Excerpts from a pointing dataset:
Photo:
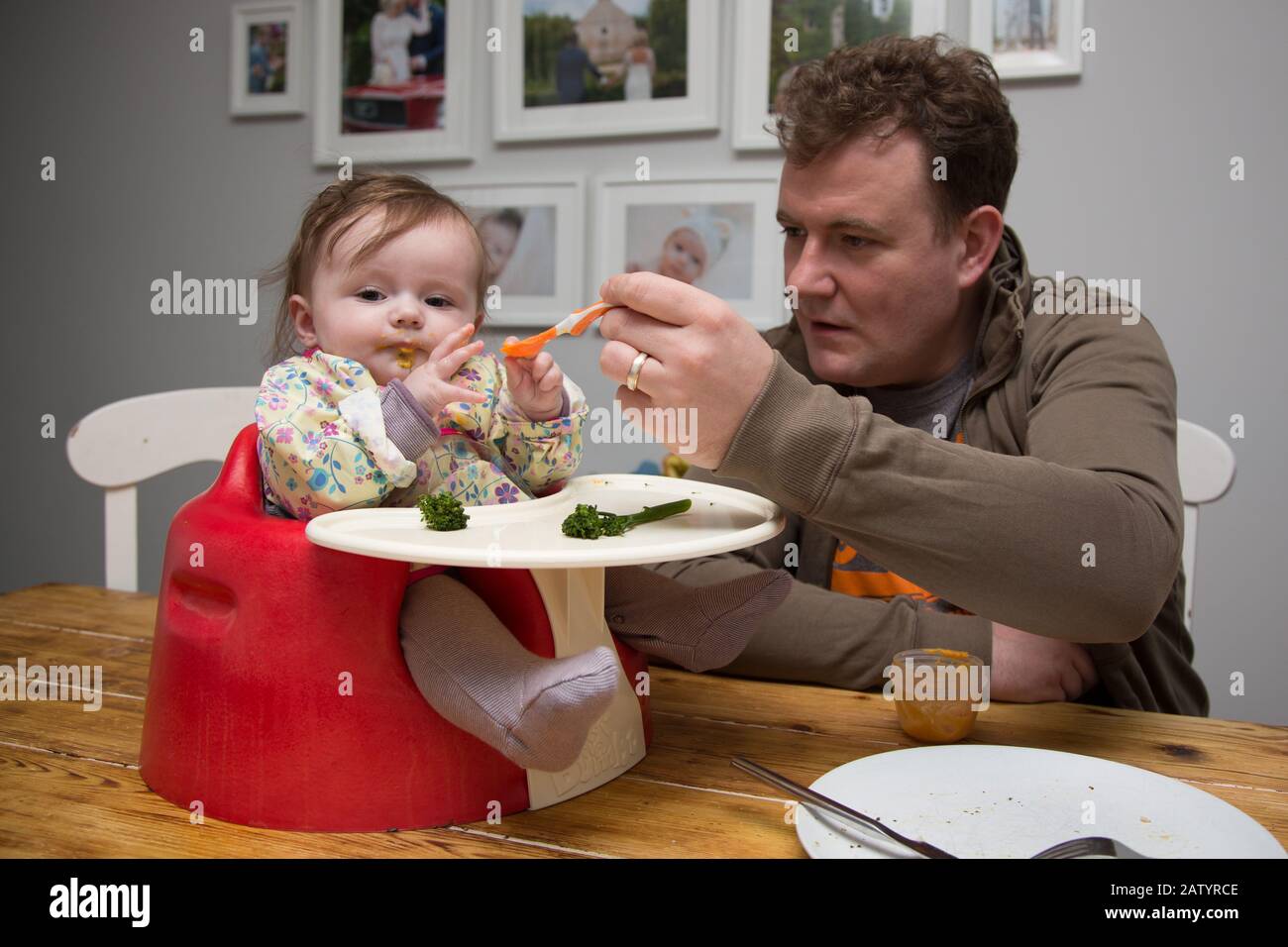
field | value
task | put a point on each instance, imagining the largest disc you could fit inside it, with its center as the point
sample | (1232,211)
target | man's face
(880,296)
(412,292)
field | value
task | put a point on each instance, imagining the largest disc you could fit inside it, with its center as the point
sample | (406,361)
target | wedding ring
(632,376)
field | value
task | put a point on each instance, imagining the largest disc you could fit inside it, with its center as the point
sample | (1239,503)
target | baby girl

==

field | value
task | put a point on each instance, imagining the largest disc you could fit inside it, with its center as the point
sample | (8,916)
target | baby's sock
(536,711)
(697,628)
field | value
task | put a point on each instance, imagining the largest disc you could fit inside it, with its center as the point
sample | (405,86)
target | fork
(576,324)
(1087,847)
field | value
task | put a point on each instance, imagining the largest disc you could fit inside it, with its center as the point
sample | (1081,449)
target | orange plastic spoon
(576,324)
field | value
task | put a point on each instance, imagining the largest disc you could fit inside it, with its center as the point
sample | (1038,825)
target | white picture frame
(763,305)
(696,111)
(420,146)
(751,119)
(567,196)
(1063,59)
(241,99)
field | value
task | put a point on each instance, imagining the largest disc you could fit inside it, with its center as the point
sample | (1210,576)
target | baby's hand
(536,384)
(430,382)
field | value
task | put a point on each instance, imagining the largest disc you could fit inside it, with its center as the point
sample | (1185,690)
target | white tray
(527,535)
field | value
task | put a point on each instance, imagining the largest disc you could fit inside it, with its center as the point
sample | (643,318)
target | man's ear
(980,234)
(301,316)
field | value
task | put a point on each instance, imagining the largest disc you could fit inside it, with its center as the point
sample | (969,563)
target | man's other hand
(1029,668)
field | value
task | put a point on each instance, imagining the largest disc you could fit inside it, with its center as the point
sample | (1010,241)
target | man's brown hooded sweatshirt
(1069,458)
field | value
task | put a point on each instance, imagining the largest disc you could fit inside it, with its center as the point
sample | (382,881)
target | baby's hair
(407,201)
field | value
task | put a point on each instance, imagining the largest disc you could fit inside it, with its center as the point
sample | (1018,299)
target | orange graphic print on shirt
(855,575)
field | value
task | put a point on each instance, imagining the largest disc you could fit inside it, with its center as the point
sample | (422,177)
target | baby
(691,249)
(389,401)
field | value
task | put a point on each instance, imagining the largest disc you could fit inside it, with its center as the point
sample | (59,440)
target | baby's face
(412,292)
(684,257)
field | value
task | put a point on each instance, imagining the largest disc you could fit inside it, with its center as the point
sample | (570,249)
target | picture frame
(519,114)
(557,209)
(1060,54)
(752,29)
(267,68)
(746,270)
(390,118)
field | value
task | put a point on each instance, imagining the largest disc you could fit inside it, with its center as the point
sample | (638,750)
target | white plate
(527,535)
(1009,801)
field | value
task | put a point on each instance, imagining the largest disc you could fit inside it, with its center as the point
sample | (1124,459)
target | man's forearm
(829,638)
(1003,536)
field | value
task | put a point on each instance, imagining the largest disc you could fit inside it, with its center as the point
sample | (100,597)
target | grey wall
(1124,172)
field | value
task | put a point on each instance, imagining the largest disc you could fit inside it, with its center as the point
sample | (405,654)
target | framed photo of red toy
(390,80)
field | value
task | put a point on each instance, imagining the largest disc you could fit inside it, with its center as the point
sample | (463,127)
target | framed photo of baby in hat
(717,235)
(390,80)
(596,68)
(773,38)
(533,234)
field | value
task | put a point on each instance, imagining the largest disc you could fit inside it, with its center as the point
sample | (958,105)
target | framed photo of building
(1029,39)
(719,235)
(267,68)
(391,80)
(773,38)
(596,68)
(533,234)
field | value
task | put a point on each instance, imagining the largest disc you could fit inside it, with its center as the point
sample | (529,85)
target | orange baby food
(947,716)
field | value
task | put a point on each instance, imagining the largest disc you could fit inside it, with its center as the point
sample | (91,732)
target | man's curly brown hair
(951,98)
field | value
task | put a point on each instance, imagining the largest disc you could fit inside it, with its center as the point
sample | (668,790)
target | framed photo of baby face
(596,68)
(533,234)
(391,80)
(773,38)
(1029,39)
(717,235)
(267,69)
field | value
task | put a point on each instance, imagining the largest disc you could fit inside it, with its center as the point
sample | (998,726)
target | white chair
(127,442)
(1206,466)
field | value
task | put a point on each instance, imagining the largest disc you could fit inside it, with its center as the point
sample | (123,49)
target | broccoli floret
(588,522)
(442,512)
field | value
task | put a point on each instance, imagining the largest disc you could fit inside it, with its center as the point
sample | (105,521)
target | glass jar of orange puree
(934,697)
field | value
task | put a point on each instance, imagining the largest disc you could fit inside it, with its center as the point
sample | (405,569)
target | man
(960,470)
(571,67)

Instructions to follow -
Count the lines above that contain the string "white", treating uppercase and lowercase as different, and reply with only the number.

Final result -
4